→ **ACTION ITEM A**:
Extract every line of the rows that contains the string "target", matching case exactly.
** PAGE EXTRACT follows **
- M'Naguer
- Coordinates: 33°7′35″N 6°21′07″E﻿ / ﻿33.12639°N 6.35194°E
- Country: Algeria
- Province: Touggourt Province
- District: Taibet District
- Established: 1984

Area
- • Total: 8,892 km^{2} (3,433 sq mi)
- Elevation: 98 m (322 ft)

Population (2008)
- • Total: 14,179
- • Density: 1.595/km^{2} (4.130/sq mi)
- Time zone: UTC+1 (CET)

= M'Naguer =

M'Naguer (also written M'Nagueur) is a town and commune in Taibet District, Touggourt Province, Algeria. According to the 2008 census it has a population of 14,179, up from 11,243 in 1998, and an annual population growth rate of 2.4%.

==Geography==

M'Naguer lies at an elevation of 98 m surrounded by palm groves, forming one of many scattered oases lying between Touggourt and El Oued. Beyond the oasis are the sand dunes of the Grand Erg Oriental desert.
** End of PAGE EXTRACT **
→ **ACTION ITEM B**:
List each distinct four-digit year that appears in the M'Naguer article, in order of first appearance.
** DATA TO PROCESS follows **
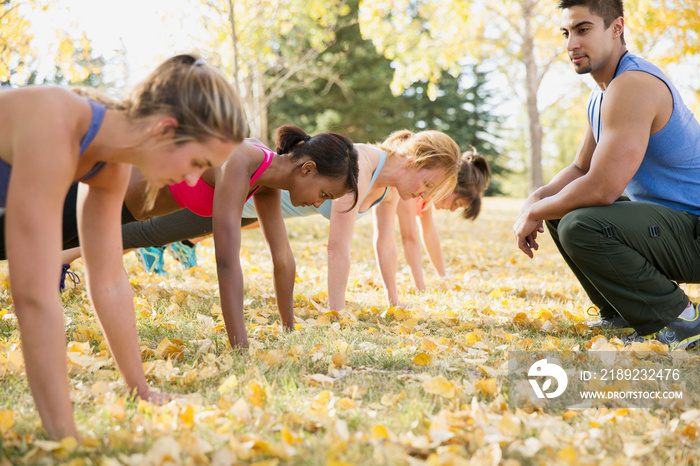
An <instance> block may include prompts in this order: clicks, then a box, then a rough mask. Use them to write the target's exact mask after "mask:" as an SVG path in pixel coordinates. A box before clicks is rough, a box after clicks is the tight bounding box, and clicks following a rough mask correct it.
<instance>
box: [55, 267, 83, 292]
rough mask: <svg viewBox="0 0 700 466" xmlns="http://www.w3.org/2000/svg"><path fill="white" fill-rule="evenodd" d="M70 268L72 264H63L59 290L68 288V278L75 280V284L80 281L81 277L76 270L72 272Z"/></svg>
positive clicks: (58, 283)
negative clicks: (67, 286) (70, 269)
mask: <svg viewBox="0 0 700 466" xmlns="http://www.w3.org/2000/svg"><path fill="white" fill-rule="evenodd" d="M68 269H70V264H63V265H62V266H61V278H60V280H59V282H58V290H59V291H63V290H65V289H66V278H68V279H69V280H70V281H72V282H73V286H75V285H77V284H78V283H80V277H79V276H78V274H77V273H75V272H71V271H70V270H68Z"/></svg>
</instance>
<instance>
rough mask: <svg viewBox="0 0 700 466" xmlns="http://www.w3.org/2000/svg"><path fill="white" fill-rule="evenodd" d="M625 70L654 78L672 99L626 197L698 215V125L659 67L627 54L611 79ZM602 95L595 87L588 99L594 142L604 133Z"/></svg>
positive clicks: (679, 95) (600, 90) (635, 199)
mask: <svg viewBox="0 0 700 466" xmlns="http://www.w3.org/2000/svg"><path fill="white" fill-rule="evenodd" d="M625 71H643V72H646V73H649V74H651V75H652V76H655V77H657V78H658V79H660V80H661V81H663V82H664V84H666V86H667V87H668V89H669V90H670V91H671V95H672V96H673V113H672V114H671V118H670V119H669V121H668V123H666V126H664V127H663V128H662V129H661V131H659V132H658V133H656V134H653V135H651V136H650V137H649V144H648V146H647V151H646V153H645V154H644V159H643V160H642V164H641V165H640V167H639V169H638V170H637V173H635V174H634V177H632V180H631V181H630V182H629V184H628V185H627V187H626V188H625V194H626V195H627V196H628V197H629V198H630V199H631V200H633V201H644V202H652V203H655V204H660V205H664V206H667V207H671V208H673V209H676V210H682V211H686V212H690V213H692V214H694V215H700V124H699V123H698V121H697V119H695V117H694V116H693V113H692V112H691V111H690V110H689V109H688V107H686V106H685V104H684V103H683V100H682V99H681V96H680V94H679V93H678V91H677V90H676V88H675V87H674V86H673V84H671V82H670V81H669V80H668V78H667V77H666V76H665V75H664V74H663V72H662V71H661V70H660V69H659V68H657V67H656V66H654V65H653V64H651V63H649V62H648V61H646V60H644V59H641V58H639V57H637V56H634V55H632V54H630V53H626V54H625V55H624V56H623V57H622V59H621V60H620V64H619V65H618V67H617V72H616V73H615V76H614V77H613V79H615V77H617V76H619V75H620V74H622V73H624V72H625ZM604 95H605V92H604V91H602V90H601V89H600V88H599V87H598V86H596V87H595V88H594V89H593V91H592V92H591V96H590V97H589V100H588V121H589V122H590V124H591V128H592V129H593V136H594V137H595V140H596V142H598V138H599V137H600V134H601V132H602V131H603V127H602V123H601V121H600V106H601V103H602V101H603V96H604ZM640 97H641V96H640Z"/></svg>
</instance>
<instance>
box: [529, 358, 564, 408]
mask: <svg viewBox="0 0 700 466" xmlns="http://www.w3.org/2000/svg"><path fill="white" fill-rule="evenodd" d="M527 375H528V381H529V382H530V385H531V386H532V389H533V390H534V391H535V395H537V398H540V399H544V398H556V397H558V396H560V395H561V394H562V393H564V391H565V390H566V386H567V385H568V383H569V377H568V376H567V375H566V372H564V369H562V368H561V366H560V365H559V364H555V363H549V362H547V359H540V360H539V361H536V362H535V363H534V364H532V365H531V366H530V369H529V370H528V372H527ZM533 377H534V378H533ZM543 378H544V382H543V383H542V385H541V386H540V384H539V383H538V380H542V379H543ZM552 380H556V382H557V386H556V390H554V391H553V392H550V391H549V390H550V389H551V388H552Z"/></svg>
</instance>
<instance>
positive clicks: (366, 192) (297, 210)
mask: <svg viewBox="0 0 700 466" xmlns="http://www.w3.org/2000/svg"><path fill="white" fill-rule="evenodd" d="M378 152H379V163H377V168H375V169H374V171H373V172H372V178H371V179H370V180H369V186H368V187H367V191H366V192H365V195H364V196H362V199H360V200H359V201H358V202H359V203H360V204H362V201H364V200H365V197H367V194H368V193H369V192H370V190H371V189H372V186H374V182H375V181H376V180H377V177H378V176H379V172H380V171H382V168H383V167H384V163H385V162H386V157H387V154H386V152H384V151H383V150H379V151H378ZM388 193H389V188H386V189H385V190H384V194H383V195H382V197H380V198H379V199H377V200H376V201H374V202H373V203H372V205H371V206H369V208H368V209H367V210H365V211H364V212H359V211H358V212H357V217H356V218H358V219H359V218H361V217H362V216H364V215H365V214H367V212H369V211H370V210H371V209H372V207H374V206H375V205H377V204H379V203H380V202H382V201H383V200H384V199H385V198H386V196H387V194H388ZM332 203H333V200H332V199H329V200H327V201H326V202H324V203H323V204H321V205H320V206H319V207H318V208H316V207H314V206H308V207H294V206H293V205H292V202H291V200H290V198H289V191H284V190H283V191H282V217H284V218H292V217H308V216H309V215H316V214H321V215H323V216H324V217H326V218H327V219H328V220H330V218H331V207H332V206H333V204H332ZM243 218H258V214H257V213H256V212H255V206H254V205H253V200H252V199H248V201H246V203H245V205H244V206H243Z"/></svg>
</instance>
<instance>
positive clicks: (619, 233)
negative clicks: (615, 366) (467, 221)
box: [513, 0, 700, 349]
mask: <svg viewBox="0 0 700 466" xmlns="http://www.w3.org/2000/svg"><path fill="white" fill-rule="evenodd" d="M558 8H560V9H561V10H562V14H561V32H562V35H563V37H564V41H565V43H566V48H567V52H568V54H569V58H570V59H571V62H572V63H573V65H574V70H575V71H576V72H577V73H578V74H585V73H590V75H591V77H592V78H593V79H594V80H595V81H596V83H597V87H596V88H594V90H593V92H592V93H591V96H590V98H589V101H588V122H589V125H588V129H587V131H586V134H585V136H584V137H583V140H582V141H581V144H580V145H579V148H578V151H577V153H576V157H575V159H574V162H573V163H572V164H571V165H570V166H568V167H567V168H564V169H563V170H562V171H560V172H559V173H558V174H557V175H556V176H555V177H554V178H553V179H552V181H551V182H550V183H549V184H547V185H546V186H543V187H541V188H539V189H538V190H536V191H535V192H534V193H532V194H531V195H530V196H529V197H528V199H527V201H526V202H525V205H524V206H523V208H522V210H521V211H520V215H519V217H518V219H517V221H516V223H515V225H514V226H513V231H514V233H515V237H516V239H517V243H518V247H519V248H520V249H521V250H522V251H523V252H524V253H525V254H527V255H528V256H529V257H533V251H534V250H537V248H538V244H537V241H536V239H537V234H538V233H542V232H544V229H543V221H546V223H547V228H548V230H549V231H550V233H551V235H552V238H553V239H554V242H555V244H556V245H557V247H558V248H559V251H560V252H561V254H562V256H563V257H564V260H565V261H566V263H567V264H568V265H569V267H571V270H572V271H573V273H574V274H575V275H576V277H577V278H578V280H579V281H580V282H581V286H582V287H583V289H584V290H585V291H586V292H587V293H588V296H589V297H590V299H591V301H593V303H594V304H595V305H596V306H597V307H598V309H599V312H600V319H599V320H596V321H592V322H589V323H588V324H589V326H590V327H591V328H593V327H602V328H624V327H631V328H633V329H634V330H635V333H633V334H632V335H629V336H627V337H626V338H625V342H626V343H631V342H633V341H645V340H648V339H656V340H659V341H660V342H662V343H666V344H668V345H670V346H671V347H674V348H679V349H682V348H688V347H692V346H694V345H695V344H696V343H697V342H698V340H700V316H699V313H698V309H697V305H695V304H693V303H691V302H690V301H689V299H688V297H687V296H686V294H685V293H684V292H683V291H682V290H681V289H680V288H679V287H678V283H700V239H698V238H699V237H700V220H699V219H698V217H697V215H700V124H698V121H697V120H696V119H695V117H694V116H693V114H692V113H691V112H690V110H688V108H687V107H686V106H685V105H684V103H683V101H682V100H681V97H680V95H679V94H678V91H677V90H676V88H675V87H673V85H672V84H671V83H670V81H669V80H668V78H667V77H666V76H665V75H664V74H663V73H662V72H661V70H659V69H658V68H657V67H656V66H654V65H652V64H651V63H649V62H647V61H646V60H643V59H641V58H639V57H637V56H635V55H632V54H631V53H629V52H628V51H627V48H626V46H625V40H624V25H625V21H624V18H623V6H622V1H621V0H560V1H559V4H558ZM623 193H624V194H626V196H627V198H628V199H627V198H621V196H622V194H623Z"/></svg>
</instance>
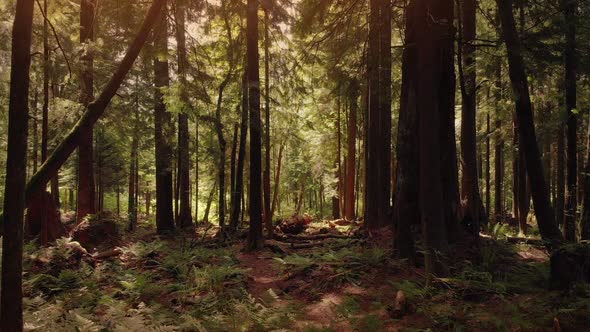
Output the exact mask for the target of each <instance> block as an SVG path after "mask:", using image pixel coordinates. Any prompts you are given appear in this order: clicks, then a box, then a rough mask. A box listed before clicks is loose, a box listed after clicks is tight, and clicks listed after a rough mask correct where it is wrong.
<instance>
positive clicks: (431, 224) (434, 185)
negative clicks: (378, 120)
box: [414, 0, 454, 275]
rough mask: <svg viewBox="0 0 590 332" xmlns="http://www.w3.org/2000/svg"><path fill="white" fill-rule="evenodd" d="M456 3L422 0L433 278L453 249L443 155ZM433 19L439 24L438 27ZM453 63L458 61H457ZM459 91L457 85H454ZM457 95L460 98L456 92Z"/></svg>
mask: <svg viewBox="0 0 590 332" xmlns="http://www.w3.org/2000/svg"><path fill="white" fill-rule="evenodd" d="M453 7H454V6H453V2H452V1H450V0H449V1H442V2H436V1H429V0H426V1H417V2H416V6H415V8H414V10H415V13H414V17H415V19H416V49H417V65H416V69H417V74H416V76H415V77H416V79H417V83H416V90H417V92H416V100H417V103H416V105H417V110H418V135H419V144H418V146H419V148H420V153H419V160H420V166H419V178H420V185H419V204H420V219H421V223H422V227H423V236H424V245H425V264H426V270H427V272H428V273H429V274H430V273H432V274H435V275H436V274H445V273H446V271H445V270H446V269H445V268H444V265H443V264H441V262H440V261H439V259H437V257H436V255H437V253H438V252H442V253H444V252H445V251H446V249H447V245H448V231H447V229H448V226H449V225H448V224H447V223H446V222H447V221H448V220H446V213H447V212H448V211H445V210H446V209H445V203H443V180H444V178H443V174H442V173H441V168H442V166H443V163H444V162H443V161H442V160H441V155H440V153H441V151H442V150H443V149H444V144H445V143H444V141H441V139H440V138H441V137H442V135H443V134H444V128H442V125H441V124H442V123H446V122H447V121H448V119H447V117H448V114H447V113H446V112H447V111H448V110H446V109H445V107H447V106H448V105H446V104H447V103H445V102H442V101H447V102H448V100H446V99H448V98H449V97H450V96H446V94H448V93H449V92H450V91H447V89H449V86H447V84H446V83H448V82H447V79H449V77H447V76H450V75H452V71H451V72H449V71H448V68H446V67H448V66H452V65H453V62H452V61H451V63H450V64H449V63H447V61H448V59H447V57H446V56H445V55H447V54H448V51H449V50H451V51H452V47H453V43H452V39H453V35H452V22H453ZM431 21H434V22H437V24H432V23H431ZM451 59H452V58H451ZM453 91H454V87H453ZM453 96H454V94H453Z"/></svg>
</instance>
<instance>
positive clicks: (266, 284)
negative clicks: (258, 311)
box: [238, 251, 283, 301]
mask: <svg viewBox="0 0 590 332" xmlns="http://www.w3.org/2000/svg"><path fill="white" fill-rule="evenodd" d="M238 259H239V260H240V265H241V267H242V268H244V269H248V273H247V275H248V279H249V281H248V291H249V292H250V294H252V296H254V297H255V298H257V299H262V300H263V301H264V300H265V299H268V296H270V293H269V290H270V289H272V290H273V291H274V292H278V291H279V290H280V289H281V286H282V281H283V280H282V278H281V271H280V270H279V269H278V268H277V267H276V265H275V263H274V260H273V255H272V253H269V252H267V251H261V252H257V253H240V254H239V255H238Z"/></svg>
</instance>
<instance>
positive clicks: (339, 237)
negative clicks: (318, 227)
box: [285, 233, 351, 241]
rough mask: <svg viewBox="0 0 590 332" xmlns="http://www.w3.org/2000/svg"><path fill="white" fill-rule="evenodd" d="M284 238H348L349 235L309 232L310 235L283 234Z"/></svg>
mask: <svg viewBox="0 0 590 332" xmlns="http://www.w3.org/2000/svg"><path fill="white" fill-rule="evenodd" d="M285 238H287V239H290V240H302V241H313V240H324V239H350V238H351V236H348V235H343V234H330V233H326V234H311V235H289V234H285Z"/></svg>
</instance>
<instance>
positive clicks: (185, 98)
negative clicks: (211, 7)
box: [175, 0, 193, 228]
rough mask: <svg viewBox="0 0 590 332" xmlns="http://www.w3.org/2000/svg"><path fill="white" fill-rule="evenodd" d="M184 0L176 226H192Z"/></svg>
mask: <svg viewBox="0 0 590 332" xmlns="http://www.w3.org/2000/svg"><path fill="white" fill-rule="evenodd" d="M185 12H186V2H185V0H177V1H176V11H175V17H176V45H177V54H178V75H179V77H180V83H181V91H182V92H181V96H182V99H183V100H182V102H183V104H184V105H183V106H184V109H183V110H182V112H181V113H180V114H179V115H178V182H179V183H178V190H179V196H180V202H179V203H180V206H179V210H178V222H177V223H178V226H179V227H181V228H185V227H192V226H193V220H192V218H191V208H190V199H191V198H190V183H191V182H190V175H189V173H190V155H189V140H190V135H189V133H188V114H187V112H188V110H189V103H190V101H189V98H188V96H187V92H186V89H187V81H186V70H187V68H186V67H187V64H188V60H187V55H186V36H185Z"/></svg>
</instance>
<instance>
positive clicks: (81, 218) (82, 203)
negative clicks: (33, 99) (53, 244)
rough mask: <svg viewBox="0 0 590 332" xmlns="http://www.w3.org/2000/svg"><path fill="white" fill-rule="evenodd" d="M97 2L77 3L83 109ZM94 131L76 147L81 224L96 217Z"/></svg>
** End of DATA TO PROCESS **
→ **RESPONSE A**:
An <instance> block may include prompts in this order: clicks, then a box, then a rough mask. Use them to write the target's exact mask after "mask:" as an SVG path in pixel coordinates. A box before clicks is rough, a box after clicks is the tight bounding box, and clicks following a rough mask correct it.
Output the exact mask for the target of each <instance> block as an SVG path after "mask:", using image pixel coordinates. Any prompts you are given appear in this order: clicks, then a box, then a rough mask. A box listed before clicks is loose, a box listed after clicks is tight, and clicks listed after a rough mask correct where it is wrong.

→ **RESPONSE B**:
1984, 2008, 1998